* **GIVEN PASSAGE**
▬▬▬
# Can i use the network ports and cable i have? (zephyr)



## santafealltheway (Nov 27, 2012)

I have a TONNNNNN of network cable and some jacks in the garage, can i use them to make my own "loconet" or do i HAVE to buy the digitrax cables?

Rewiring plugs is not an issue.


----------



## Magic (Jan 28, 2014)

I don't see why not as long as the cable has the same number of wires and the jacks fit the Digitrax plugs. Ive had my son make some cables for me with no issue.

Magic


----------



## Cycleops (Dec 6, 2014)

Just check the jacks have the same number of pins.


----------



## ED-RRR (Jun 4, 2015)

*Digitrax LocoNet Wiring Standards..*

Like myself, I am quite sure that you have many RJ-45 cables (x8) wires..
Of course Digitrax decided to use the RJ-12 (x6) wire standard..__

My [DCC] system is using over (x24) RJ-45 (x8) wire cables, to operate my [DCC] control modules.. 

The Digitrax RJ-12 cable is straight through cable and not a cross over cable..
Different wire colors do not matter..
Only the pin # locations must be (100%) correct..







You stated that you can re-wire your own plugs..
You will require RJ-12 plugs and a RJ-12 crimping tool..
You will require RJ-12 cable testing unit..
Modify a RJ-45 "Cable" going into the RJ-12 "Plug"..

RJ-45 pin connections uses (x2) different wire pin "Identifications".. (T56-B & T56-A) 
To keep it simple, we will use the (T56-B) standard for correct wire connections..








Prepare the RJ-45 cable to required length..
Cut "Off" the "White/Brown" and "Brown" (x2) wires.. 
Correctly insert the (x6) wires into the RJ-12 jack and crimp down..
Test the cable with a RJ-12 cable tester.. 







......


----------
▬▬▬
* **PROBLEM REQUIREMENTS**
Copy everything in the forum thread from "Of course Digitrax" down to "be (100%) correct..", substituting "crossover cable" for "cross over cable". You won't need the data that comes after this.
▬▬▬
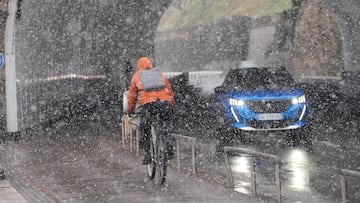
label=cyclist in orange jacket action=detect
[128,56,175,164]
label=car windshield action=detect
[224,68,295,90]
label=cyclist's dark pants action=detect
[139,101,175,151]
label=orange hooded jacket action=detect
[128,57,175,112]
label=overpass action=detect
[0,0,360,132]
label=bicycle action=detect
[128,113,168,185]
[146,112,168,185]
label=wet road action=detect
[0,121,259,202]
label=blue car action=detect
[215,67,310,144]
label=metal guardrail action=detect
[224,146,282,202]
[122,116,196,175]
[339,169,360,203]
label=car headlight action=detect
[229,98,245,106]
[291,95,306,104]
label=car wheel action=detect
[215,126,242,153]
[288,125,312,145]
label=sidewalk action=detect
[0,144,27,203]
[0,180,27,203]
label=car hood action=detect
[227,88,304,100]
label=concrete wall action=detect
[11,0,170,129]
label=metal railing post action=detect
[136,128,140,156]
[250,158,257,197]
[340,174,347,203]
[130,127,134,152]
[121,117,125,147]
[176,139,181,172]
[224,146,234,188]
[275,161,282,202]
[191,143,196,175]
▬▬▬
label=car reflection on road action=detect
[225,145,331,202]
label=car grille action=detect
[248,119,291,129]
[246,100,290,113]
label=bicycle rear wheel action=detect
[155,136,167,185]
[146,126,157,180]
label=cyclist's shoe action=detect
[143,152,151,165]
▬▬▬
* **REPLY TO THE TASK**
Of course Digitrax decided to use the RJ-12 (x6) wire standard..__

My [DCC] system is using over (x24) RJ-45 (x8) wire cables, to operate my [DCC] control modules.. 

The Digitrax RJ-12 cable is straight through cable and not a crossover cable..
Different wire colors do not matter..
Only the pin # locations must be (100%) correct..